Set exercise 1:
Quote the Sound the Alarm album passage below in full, word for word.

Excerpt:
Sound the Alarm is the third full-length album by American singer-songwriter Howie Day, and the follow-up to his million-selling second album Stop All the World Now. It was recorded over a three-year period, during which he attended a rehabilitation center for alcohol abuse. The album was originally set for release in 2008 before being delayed and eventually released by Epic Records on September 8, 2009. In late 2008, Day uploaded the song "Everyone Loves to Love a Lie" onto his MySpace page. The album was also preceded by a three-song EP, entitled Be There, featuring the album tracks "Be There", "40 Hours" and "Counting on Me". The EP was released to iTunes on May 5, 2009.

Provided records:
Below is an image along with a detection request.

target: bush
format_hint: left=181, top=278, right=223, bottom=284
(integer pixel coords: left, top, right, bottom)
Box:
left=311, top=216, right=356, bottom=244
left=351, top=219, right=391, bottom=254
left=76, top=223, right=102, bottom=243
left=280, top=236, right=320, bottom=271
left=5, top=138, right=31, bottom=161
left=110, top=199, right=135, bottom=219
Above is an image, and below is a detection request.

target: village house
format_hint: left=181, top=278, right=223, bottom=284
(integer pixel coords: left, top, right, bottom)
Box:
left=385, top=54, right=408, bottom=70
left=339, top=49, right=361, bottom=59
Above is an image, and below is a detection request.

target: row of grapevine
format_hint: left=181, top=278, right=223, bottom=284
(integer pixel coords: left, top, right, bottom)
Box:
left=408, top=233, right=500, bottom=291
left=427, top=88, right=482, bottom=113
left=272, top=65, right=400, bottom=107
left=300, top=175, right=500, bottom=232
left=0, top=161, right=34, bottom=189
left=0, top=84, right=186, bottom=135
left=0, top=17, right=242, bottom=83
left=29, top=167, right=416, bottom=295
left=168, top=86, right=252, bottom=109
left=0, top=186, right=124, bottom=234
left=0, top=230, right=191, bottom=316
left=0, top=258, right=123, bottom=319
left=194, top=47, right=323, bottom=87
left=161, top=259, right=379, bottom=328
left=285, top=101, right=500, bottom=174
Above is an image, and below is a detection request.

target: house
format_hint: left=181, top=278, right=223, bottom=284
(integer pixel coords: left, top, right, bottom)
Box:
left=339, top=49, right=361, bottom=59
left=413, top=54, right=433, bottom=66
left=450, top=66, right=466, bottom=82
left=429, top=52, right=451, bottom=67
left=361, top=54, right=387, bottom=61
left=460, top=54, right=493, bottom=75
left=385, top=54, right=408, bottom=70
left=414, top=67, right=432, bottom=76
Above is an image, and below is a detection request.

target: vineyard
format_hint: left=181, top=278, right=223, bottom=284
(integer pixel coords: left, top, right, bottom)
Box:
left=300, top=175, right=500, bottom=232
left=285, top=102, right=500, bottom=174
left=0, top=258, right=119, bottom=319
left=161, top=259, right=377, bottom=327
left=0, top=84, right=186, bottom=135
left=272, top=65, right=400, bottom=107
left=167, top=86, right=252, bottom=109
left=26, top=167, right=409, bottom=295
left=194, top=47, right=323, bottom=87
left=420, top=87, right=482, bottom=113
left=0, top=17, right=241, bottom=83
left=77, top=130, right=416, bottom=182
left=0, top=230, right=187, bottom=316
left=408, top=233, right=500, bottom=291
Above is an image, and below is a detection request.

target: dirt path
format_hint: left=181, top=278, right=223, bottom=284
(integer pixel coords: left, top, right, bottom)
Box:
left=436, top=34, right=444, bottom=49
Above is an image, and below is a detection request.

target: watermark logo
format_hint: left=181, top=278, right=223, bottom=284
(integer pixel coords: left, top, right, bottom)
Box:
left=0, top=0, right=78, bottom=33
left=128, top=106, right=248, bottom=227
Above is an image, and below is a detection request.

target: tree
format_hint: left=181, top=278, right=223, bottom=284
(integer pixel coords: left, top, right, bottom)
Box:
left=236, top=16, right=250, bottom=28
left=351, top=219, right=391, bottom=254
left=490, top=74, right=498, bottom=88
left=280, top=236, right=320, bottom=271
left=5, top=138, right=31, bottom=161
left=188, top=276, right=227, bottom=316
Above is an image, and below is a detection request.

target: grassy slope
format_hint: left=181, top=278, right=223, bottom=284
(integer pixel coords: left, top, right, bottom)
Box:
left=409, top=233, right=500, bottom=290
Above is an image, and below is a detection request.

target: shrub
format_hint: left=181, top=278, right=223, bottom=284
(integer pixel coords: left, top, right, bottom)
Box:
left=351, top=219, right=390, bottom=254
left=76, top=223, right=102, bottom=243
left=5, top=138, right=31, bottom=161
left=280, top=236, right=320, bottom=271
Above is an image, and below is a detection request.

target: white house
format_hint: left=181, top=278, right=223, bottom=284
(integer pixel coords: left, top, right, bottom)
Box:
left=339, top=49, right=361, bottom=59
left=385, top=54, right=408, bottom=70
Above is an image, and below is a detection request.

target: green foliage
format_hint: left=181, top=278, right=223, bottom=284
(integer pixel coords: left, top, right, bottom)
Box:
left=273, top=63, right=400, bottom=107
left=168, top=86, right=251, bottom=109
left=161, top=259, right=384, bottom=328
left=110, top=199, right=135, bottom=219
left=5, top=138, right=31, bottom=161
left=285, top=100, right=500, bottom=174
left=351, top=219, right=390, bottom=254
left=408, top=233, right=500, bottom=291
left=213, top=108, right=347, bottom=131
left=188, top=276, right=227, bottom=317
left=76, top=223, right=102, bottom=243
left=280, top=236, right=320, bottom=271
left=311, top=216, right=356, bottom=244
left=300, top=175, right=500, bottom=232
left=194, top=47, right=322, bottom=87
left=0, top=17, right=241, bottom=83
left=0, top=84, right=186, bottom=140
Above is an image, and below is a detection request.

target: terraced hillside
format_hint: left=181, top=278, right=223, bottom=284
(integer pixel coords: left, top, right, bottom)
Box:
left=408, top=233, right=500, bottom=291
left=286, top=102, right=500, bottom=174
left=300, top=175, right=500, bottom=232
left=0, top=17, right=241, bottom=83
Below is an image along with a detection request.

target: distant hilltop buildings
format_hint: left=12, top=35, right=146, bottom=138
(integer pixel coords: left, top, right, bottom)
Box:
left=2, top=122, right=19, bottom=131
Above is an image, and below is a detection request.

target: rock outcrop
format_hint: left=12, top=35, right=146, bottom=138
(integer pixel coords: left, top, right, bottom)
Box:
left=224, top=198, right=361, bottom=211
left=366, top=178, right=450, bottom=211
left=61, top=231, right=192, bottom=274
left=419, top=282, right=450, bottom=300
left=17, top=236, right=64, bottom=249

Set exercise 2:
Count the lines in the records above that contain the string "house". Reply with the number alone.

Full answer 1:
Sound the Alarm is the third full-length album by American singer-songwriter Howie Day, and the follow-up to his million-selling second album Stop All the World Now. It was recorded over a three-year period, during which he attended a rehabilitation center for alcohol abuse. The album was originally set for release in 2008 before being delayed and eventually released by Epic Records on September 8, 2009. In late 2008, Day uploaded the song "Everyone Loves to Love a Lie" onto his MySpace page. The album was also preceded by a three-song EP, entitled Be There, featuring the album tracks "Be There", "40 Hours" and "Counting on Me". The EP was released to iTunes on May 5, 2009.

Full answer 2:
3